------ Recorded data ------

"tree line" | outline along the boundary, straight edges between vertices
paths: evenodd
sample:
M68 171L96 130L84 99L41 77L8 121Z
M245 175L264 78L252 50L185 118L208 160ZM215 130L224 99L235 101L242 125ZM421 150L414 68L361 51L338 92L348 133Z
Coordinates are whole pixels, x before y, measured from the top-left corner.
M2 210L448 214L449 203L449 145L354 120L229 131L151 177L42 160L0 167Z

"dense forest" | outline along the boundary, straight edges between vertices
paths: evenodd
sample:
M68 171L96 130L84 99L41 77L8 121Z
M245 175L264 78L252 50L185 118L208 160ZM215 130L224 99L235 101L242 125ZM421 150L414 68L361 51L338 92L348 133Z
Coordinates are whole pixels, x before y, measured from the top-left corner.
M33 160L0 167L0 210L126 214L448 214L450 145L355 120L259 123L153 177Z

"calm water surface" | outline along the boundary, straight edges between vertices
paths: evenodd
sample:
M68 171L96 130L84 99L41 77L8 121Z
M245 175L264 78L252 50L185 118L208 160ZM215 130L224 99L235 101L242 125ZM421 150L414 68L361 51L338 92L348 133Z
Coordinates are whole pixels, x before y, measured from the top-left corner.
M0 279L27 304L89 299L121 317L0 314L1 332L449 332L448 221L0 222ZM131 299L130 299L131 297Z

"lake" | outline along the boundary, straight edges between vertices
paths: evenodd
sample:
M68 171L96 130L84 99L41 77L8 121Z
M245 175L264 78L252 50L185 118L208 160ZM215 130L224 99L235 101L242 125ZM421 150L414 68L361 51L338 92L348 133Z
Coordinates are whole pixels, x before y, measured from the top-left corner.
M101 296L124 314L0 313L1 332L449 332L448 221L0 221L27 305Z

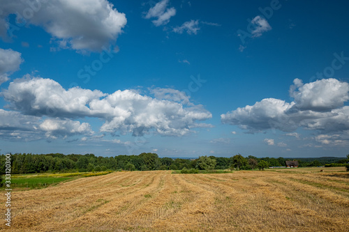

------

**Description of the task**
Rewrite all of the records above, changing every "top-left corner" to "upper-left corner" and leaving everything else as it is. Leave the pictures out of your answer.

**Result of this exercise**
"tree line" | outline along the boundary, straight edges between vertices
paths: evenodd
sample:
M68 171L96 130L84 99L41 77L8 121Z
M245 175L264 78L252 50L185 118L208 160ZM215 130L224 99L235 101L242 125ZM421 150L414 68L361 51L338 92L348 133Z
Coordinates are whole pixels, x before y, measured from the upper-left corner.
M2 210L448 214L449 203L449 145L354 120L229 131L151 177L42 160L0 167Z

"dense forest" | outline along the boundary, straight edges between vertices
paths: evenodd
sample:
M68 171L96 130L84 99L41 77L8 121Z
M245 175L264 78L252 50L185 118L208 160ZM215 130L224 99L235 101L242 125ZM421 150L414 68L361 51L338 92L348 133Z
Coordinates are whole pixels, x before y, measured from the upper-left corner.
M33 160L0 167L0 210L126 214L448 214L450 145L355 120L259 123L153 177Z

"calm water surface" | outline along the boundary, straight edges between vertices
paths: evenodd
sample:
M68 171L96 130L84 99L41 77L8 121Z
M245 175L264 78L252 50L185 118L208 160ZM215 130L224 99L235 101L242 125ZM421 150L414 68L361 51L338 92L348 133Z
Coordinates are whole pixels, x before y, measured from the upper-left corner.
M0 279L27 304L89 299L121 317L0 314L1 332L449 332L448 221L0 222ZM131 299L130 299L131 297Z

"lake" | outline along the boundary, straight edges between vertices
paths: evenodd
sample:
M68 171L96 130L84 99L41 77L8 121Z
M245 175L264 78L252 50L185 118L208 160ZM215 130L224 99L235 101L242 125ZM421 150L414 68L361 51L338 92L348 133Z
Coordinates are whole pixels, x before y, measured from the upper-left corner.
M101 296L124 314L0 313L1 332L449 332L448 221L0 221L27 305Z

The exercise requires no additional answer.